▶ _Work instructions_:
Copy each line of the listing below exactly.

▶ _Record extracts_:
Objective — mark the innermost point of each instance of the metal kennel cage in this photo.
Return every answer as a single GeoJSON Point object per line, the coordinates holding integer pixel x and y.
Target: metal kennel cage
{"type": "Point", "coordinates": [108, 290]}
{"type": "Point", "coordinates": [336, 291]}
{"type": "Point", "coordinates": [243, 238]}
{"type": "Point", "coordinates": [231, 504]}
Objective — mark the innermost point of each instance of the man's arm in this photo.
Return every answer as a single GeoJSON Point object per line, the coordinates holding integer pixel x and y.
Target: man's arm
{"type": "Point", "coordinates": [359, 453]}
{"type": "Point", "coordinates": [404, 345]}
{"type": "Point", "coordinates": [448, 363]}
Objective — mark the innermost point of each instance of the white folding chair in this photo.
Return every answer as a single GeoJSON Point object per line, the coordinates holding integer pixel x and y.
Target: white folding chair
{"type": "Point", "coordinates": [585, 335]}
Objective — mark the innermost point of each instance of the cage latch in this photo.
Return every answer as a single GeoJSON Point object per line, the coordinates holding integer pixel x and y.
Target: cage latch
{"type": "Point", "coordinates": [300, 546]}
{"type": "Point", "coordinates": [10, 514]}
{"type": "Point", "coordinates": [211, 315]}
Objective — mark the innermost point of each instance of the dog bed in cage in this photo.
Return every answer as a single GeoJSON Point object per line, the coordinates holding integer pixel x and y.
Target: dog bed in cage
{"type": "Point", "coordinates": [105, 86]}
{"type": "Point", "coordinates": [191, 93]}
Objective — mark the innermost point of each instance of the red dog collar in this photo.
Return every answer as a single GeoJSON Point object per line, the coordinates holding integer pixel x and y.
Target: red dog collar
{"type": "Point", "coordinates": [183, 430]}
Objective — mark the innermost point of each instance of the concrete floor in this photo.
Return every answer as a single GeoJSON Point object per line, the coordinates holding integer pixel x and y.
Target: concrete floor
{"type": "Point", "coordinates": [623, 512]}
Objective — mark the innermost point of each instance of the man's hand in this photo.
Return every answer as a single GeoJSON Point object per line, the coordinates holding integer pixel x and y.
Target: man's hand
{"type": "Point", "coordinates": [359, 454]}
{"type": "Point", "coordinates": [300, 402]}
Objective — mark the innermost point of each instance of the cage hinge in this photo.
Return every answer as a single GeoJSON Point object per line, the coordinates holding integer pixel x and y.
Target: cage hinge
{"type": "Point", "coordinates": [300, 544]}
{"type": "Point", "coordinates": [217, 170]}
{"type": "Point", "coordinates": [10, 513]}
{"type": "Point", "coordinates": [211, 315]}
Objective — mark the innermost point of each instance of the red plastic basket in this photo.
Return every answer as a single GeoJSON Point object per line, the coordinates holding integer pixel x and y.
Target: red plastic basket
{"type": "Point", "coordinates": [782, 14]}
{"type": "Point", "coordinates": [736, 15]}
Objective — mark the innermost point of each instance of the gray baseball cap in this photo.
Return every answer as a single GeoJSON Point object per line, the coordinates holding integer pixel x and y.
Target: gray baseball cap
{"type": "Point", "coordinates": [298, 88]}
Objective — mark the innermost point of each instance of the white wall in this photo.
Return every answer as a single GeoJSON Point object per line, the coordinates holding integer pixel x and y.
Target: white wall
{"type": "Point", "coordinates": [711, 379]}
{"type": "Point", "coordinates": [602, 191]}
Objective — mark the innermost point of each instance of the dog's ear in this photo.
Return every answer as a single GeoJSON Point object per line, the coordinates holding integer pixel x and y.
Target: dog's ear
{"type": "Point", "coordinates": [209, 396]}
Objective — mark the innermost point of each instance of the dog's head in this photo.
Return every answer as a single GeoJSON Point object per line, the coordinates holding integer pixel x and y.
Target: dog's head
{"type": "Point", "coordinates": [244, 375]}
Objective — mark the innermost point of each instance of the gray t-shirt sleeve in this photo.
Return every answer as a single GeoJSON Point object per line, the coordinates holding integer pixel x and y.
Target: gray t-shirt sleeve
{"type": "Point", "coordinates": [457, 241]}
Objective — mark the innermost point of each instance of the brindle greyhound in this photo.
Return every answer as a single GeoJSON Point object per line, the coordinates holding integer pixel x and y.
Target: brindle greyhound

▶ _Response for this exercise_:
Objective — mark the innermost point of each instance of the metal kennel cage in this photo.
Return every answer as a single GeoJSON Point object per line, the coordinates holding integer pixel x and y.
Target: metal kennel cage
{"type": "Point", "coordinates": [108, 290]}
{"type": "Point", "coordinates": [336, 291]}
{"type": "Point", "coordinates": [243, 238]}
{"type": "Point", "coordinates": [231, 504]}
Objective — mark the innermost point of each instance of the man's arm in this photo.
Return every answer as a single GeoJSON Point object per line, the coordinates holding integer pixel x and y.
Target: man's arm
{"type": "Point", "coordinates": [359, 453]}
{"type": "Point", "coordinates": [404, 345]}
{"type": "Point", "coordinates": [448, 363]}
Objective — mark the innermost point of each instance of the white folding chair in this photo.
Return every answer as a single GeoJSON Point object per line, the coordinates holding integer pixel x and y.
Target: white folding chair
{"type": "Point", "coordinates": [585, 335]}
Objective — mark the innermost point of each instance of the cage latch in this photo.
Return every answer as a single GeoJSON Point object per line, the coordinates holding integer pixel x and y.
Target: cage latch
{"type": "Point", "coordinates": [300, 546]}
{"type": "Point", "coordinates": [10, 514]}
{"type": "Point", "coordinates": [211, 315]}
Objective — mark the innermost point of each instance of the dog bed in cage in this photo.
Return every answer as a single GeoJSON Point object per line, the coordinates holding integer pixel x and y.
Target: dog bed in cage
{"type": "Point", "coordinates": [105, 86]}
{"type": "Point", "coordinates": [191, 93]}
Objective — mark the innermost point of each instance of the red dog collar in this photo.
Return every answer as a single GeoJSON Point object per line, the coordinates holding integer pixel x and y.
Target: red dog collar
{"type": "Point", "coordinates": [183, 430]}
Objective — mark the innermost point of each instance of the concrete floor in this photo.
Return every answer as a single GeoJSON Point object per line, the coordinates holding integer pixel x and y.
Target: concrete floor
{"type": "Point", "coordinates": [623, 512]}
Objective — mark the innermost point of each instance of the man's hand in this photo.
Return every answer as a single GeoJSON Point object per line, the coordinates holding integer pixel x and y.
Target: man's hand
{"type": "Point", "coordinates": [359, 454]}
{"type": "Point", "coordinates": [300, 402]}
Objective — mark the innermost point of each instance of the cage hinge in this photo.
Return every answer as a single GeoJSON Point object per line, the coordinates holding integer pixel x and y.
Target: cage hinge
{"type": "Point", "coordinates": [300, 544]}
{"type": "Point", "coordinates": [217, 170]}
{"type": "Point", "coordinates": [10, 513]}
{"type": "Point", "coordinates": [211, 315]}
Objective — mark the innermost point of each instance of the red plastic basket in this photo.
Return every answer as a single GeoJSON Point object per line, the coordinates holding integer pixel x and y.
Target: red plastic basket
{"type": "Point", "coordinates": [782, 14]}
{"type": "Point", "coordinates": [736, 15]}
Objective — mark the innermost point of each instance of the gray baseball cap in this photo.
Return every answer as a single GeoJSON Point object per line, the coordinates holding integer pixel x and y.
Target: gray baseball cap
{"type": "Point", "coordinates": [298, 88]}
Objective — mark the innermost point of each instance of the white wall in this photo.
Return every answer as a single GeoJSON Point object per line, the coordinates holding integer pixel x and y.
Target: white wall
{"type": "Point", "coordinates": [711, 379]}
{"type": "Point", "coordinates": [602, 191]}
Objective — mark the innermost point of each instance of the dog's ear in this photo.
Return every answer as a single GeoJSON Point object per line, the coordinates holding integer pixel x and y.
Target: dog's ear
{"type": "Point", "coordinates": [209, 396]}
Objective — mark the innermost point of each instance of the dog's head in this photo.
Return every answer as a single GeoJSON Point object per line, the coordinates holding integer pixel x and y.
Target: dog's head
{"type": "Point", "coordinates": [244, 375]}
Objective — mark the innermost point of each instance of the gray t-shirt sleeve in this photo.
Return every answer as a single GeoJSON Point object per line, the coordinates holding integer pixel x and y.
Target: gray t-shirt sleeve
{"type": "Point", "coordinates": [457, 241]}
Objective — mark the innermost point of each instance of the brindle greyhound in this photo.
Return every answer as a single GeoJSON Point object per line, the coordinates holding integer pixel x and y.
Target: brindle greyhound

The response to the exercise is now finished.